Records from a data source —
◇ ◇ ◇ ◇ ◇ ◇ ◇

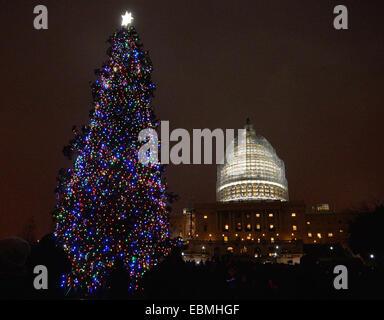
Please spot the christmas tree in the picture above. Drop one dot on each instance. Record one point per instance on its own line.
(111, 207)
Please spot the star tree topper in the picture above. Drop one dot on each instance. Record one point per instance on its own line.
(127, 19)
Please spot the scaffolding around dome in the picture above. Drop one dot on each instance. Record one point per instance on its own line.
(254, 172)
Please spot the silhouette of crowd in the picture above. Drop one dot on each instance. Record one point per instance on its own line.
(225, 277)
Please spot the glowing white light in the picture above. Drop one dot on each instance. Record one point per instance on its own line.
(254, 172)
(127, 19)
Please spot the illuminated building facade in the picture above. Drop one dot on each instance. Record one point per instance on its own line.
(252, 215)
(254, 172)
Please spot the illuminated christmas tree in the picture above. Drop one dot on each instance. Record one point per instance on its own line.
(110, 206)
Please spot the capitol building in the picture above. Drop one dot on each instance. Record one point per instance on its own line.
(252, 215)
(255, 172)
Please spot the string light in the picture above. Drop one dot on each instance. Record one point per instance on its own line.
(110, 206)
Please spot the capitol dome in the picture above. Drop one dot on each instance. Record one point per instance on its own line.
(254, 172)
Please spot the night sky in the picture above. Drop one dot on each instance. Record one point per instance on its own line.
(315, 93)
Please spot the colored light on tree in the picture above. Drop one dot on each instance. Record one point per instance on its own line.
(110, 206)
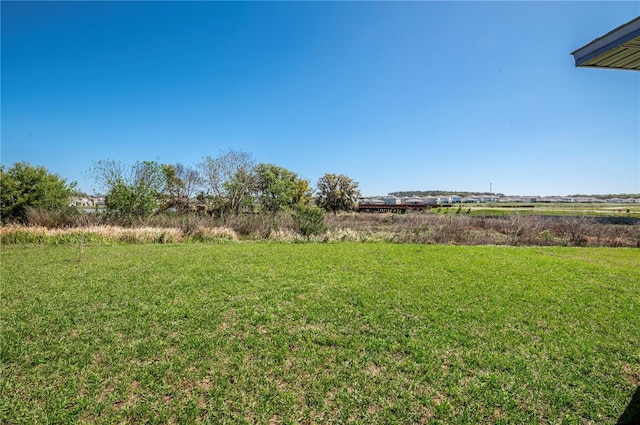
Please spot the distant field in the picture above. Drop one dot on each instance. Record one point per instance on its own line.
(564, 209)
(318, 333)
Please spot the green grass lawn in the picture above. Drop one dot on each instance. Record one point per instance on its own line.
(318, 333)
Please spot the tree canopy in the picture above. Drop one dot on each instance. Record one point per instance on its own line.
(337, 193)
(24, 187)
(279, 188)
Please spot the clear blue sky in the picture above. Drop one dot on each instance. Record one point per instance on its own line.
(398, 96)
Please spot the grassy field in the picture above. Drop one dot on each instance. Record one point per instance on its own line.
(554, 209)
(318, 333)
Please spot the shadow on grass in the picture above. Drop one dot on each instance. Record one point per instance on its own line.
(631, 415)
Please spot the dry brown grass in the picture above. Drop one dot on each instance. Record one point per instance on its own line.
(422, 228)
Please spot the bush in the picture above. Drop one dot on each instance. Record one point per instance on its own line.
(309, 220)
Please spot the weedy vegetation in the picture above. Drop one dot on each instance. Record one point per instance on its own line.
(264, 332)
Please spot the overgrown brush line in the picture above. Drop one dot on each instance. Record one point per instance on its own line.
(305, 226)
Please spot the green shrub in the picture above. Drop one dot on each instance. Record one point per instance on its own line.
(309, 220)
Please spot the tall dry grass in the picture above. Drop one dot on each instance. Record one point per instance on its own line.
(422, 228)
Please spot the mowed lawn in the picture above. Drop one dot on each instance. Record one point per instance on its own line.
(318, 333)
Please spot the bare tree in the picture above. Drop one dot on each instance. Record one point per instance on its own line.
(182, 182)
(229, 179)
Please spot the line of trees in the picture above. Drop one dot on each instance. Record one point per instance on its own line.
(227, 184)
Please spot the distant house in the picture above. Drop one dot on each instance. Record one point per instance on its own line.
(429, 200)
(413, 201)
(391, 200)
(371, 201)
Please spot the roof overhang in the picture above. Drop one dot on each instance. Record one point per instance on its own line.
(618, 49)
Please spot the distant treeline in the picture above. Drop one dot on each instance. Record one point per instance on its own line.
(610, 196)
(421, 193)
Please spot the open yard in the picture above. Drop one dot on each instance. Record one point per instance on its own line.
(273, 333)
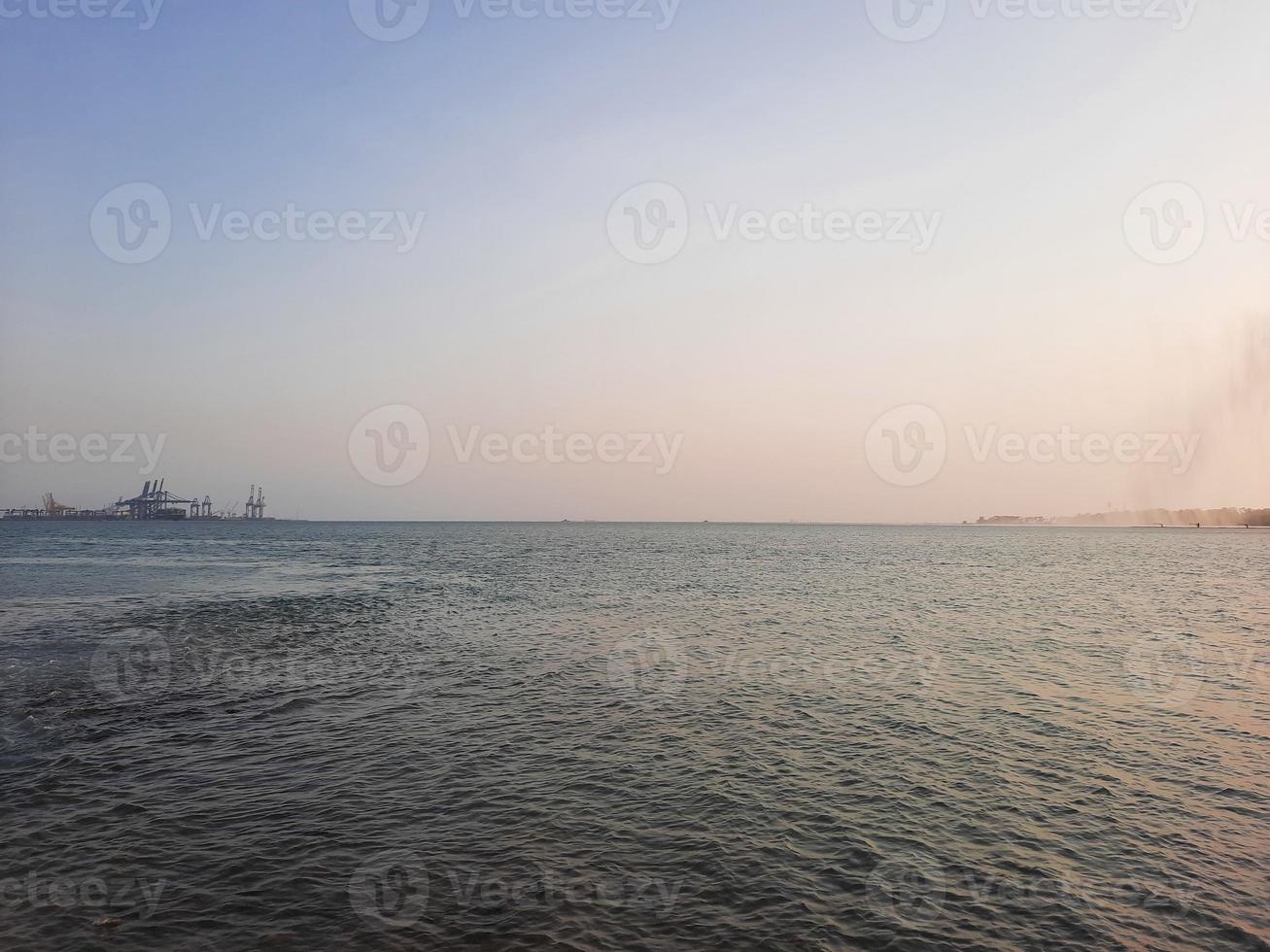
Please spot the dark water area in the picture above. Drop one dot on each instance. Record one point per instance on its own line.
(588, 736)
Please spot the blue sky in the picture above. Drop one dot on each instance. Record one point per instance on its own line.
(513, 137)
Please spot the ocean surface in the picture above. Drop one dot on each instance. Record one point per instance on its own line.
(588, 736)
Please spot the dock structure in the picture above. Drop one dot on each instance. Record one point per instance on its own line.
(153, 503)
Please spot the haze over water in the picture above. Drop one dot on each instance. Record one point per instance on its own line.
(367, 736)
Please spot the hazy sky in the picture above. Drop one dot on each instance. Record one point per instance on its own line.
(1021, 141)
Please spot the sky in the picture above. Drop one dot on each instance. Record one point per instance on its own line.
(846, 261)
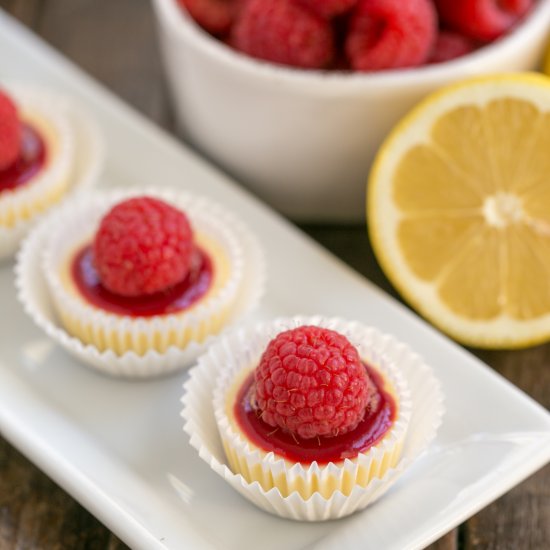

◇ ◇ ◇ ◇ ◇ ◇ ◇

What you should do —
Write out all the entries word for word, but skip any images.

Exercise answer —
Please spot the christmas tree in the picture above. Drop one dot on each instance. Record one point per instance on its own line.
(111, 207)
Please spot the star tree topper in the picture above. Drop one dot on each instance. Record one point per instance on its own line.
(127, 19)
Please spot the scaffolding around dome in the picture above. Drop one dot on each instance. Record one point per instance on its own line.
(254, 172)
Please spot the silhouette of crowd in the picture above. Drop one dot on each instance. Record one point per instance on its own line.
(225, 277)
Please spot the glowing white light in the picture above. Drop one dot on each instance. Record one point per instance on its own line.
(254, 172)
(127, 19)
Please spot the illuminated building facade in the picture above. Drop one dot on each instance. Record one point per instance on its own line.
(252, 215)
(254, 172)
Please spot the illuminated christmas tree in the picture above. Drop one dot on each instance. Record one point per instance on its own line.
(110, 206)
Please spot the capitol building in the picture above. Drop one dot on each instance. Record one point per instance on its own line.
(252, 215)
(255, 172)
Please spot the string light in the picture above. Drop one dot on each instance. Record one point per instance on its own line.
(110, 206)
Please spot the capitol dome in the picture above. Drop one dot on each instance. Record one point per instance on its own line.
(254, 172)
Please spot the night sky in the picture above. Drop one dot on each instance. Record one point per instance on its own line.
(315, 93)
Please spot the colored light on tree in the picture above. Drop one dot on each instance. Record one point per instance on its own line.
(110, 206)
Please spot the distant field in the picture above. Drop one dot on each instance. Record one point per instance on its own line.
(564, 209)
(318, 333)
Please spot the green grass lawn in the picture above. Drop one dot on each instance. Record one point per instance on its own line.
(318, 333)
Please spot the tree canopy in the picture above. Drop one dot on each instance. Record one point per instance on its own line.
(337, 193)
(24, 187)
(279, 188)
Please spot the clear blue sky in the picture above. Drop one dot on each instance. Record one point per instance on its own line.
(398, 96)
Please spot the grassy field in the picture above. Drop one dot on each instance. Record one point per instance on its own line.
(554, 209)
(318, 333)
Please spot the shadow on grass in the picture above. Drop one dot on each instance. Record one point per instance on its own line.
(631, 415)
Please spot the dry brown grass in the picture above. Drop one dot on each instance. Record one point per instance on its own line.
(422, 228)
Please spot the bush in the picture above. Drop one dot on each instance. Record one point per instance on its own line.
(309, 220)
Please spot the weedy vegetation in the picture above. Drop one dot on each instance. Record one point per instance on its own line.
(264, 332)
Please spot the overgrown brush line in the picture above. Drop one dot on each instance. Record one point per instance on its own line.
(305, 226)
Please spot the green shrub in the picture above. Drop one dot on each instance. Record one point per instance on its own line.
(309, 220)
Please spot the tall dry grass in the picture above. Drop one dot on each instance. Record one point per instance on its own line.
(422, 228)
Please spot the mowed lawn in the picture above. Drop one dot on each instance. Record one point per instance on its own line.
(318, 333)
Please spot the bare tree in the picture above. Drop one dot on each instance. Record one point per instance on its own line.
(182, 182)
(229, 179)
Please spot the line of trees in the picture above. Drop one dot on each instance. Record one point per instance on its own line.
(227, 184)
Please spot the distant house in the picture above. Drop one dot on each instance. Record one point per instance on its own line.
(429, 200)
(413, 201)
(391, 200)
(371, 201)
Please spot the roof overhang in the picture above. Drop one dot on each instance. Record one point per instance on its own line.
(618, 49)
Please spot the distant treeline in the picture above. Drop one dot on each instance. Record one point per instance on its own line.
(610, 196)
(421, 193)
Please spot the open yard in the picture above. Drop one dot on each instance. Record one point per instance on its own line.
(273, 333)
Please spot the dark water area in the picture above. Drop one dot on each instance. Record one point per instance on its own line.
(588, 736)
Please spot the blue sky in the picture above. Drop one dot on each instance. Record one point per instance on its own line.
(513, 137)
Please spot the ocean surface in the picture above. Drop one dot on each instance. Record one point per instance on its own line.
(588, 736)
Please spot the dock structure in the picture above. Drop one dot on each instance. Record one point per instance on its own line.
(153, 503)
Please spot the haze over water in the picture above. Drop one dot on each instance. Record one point per instance on its own line.
(367, 736)
Please spot the hazy sky in the picture above. Drop one dot on each instance. Record one point per instance on its own line.
(1021, 141)
Please spot the sky in the picture above. Drop one dot on each instance. Record one point per instance on its own line.
(846, 261)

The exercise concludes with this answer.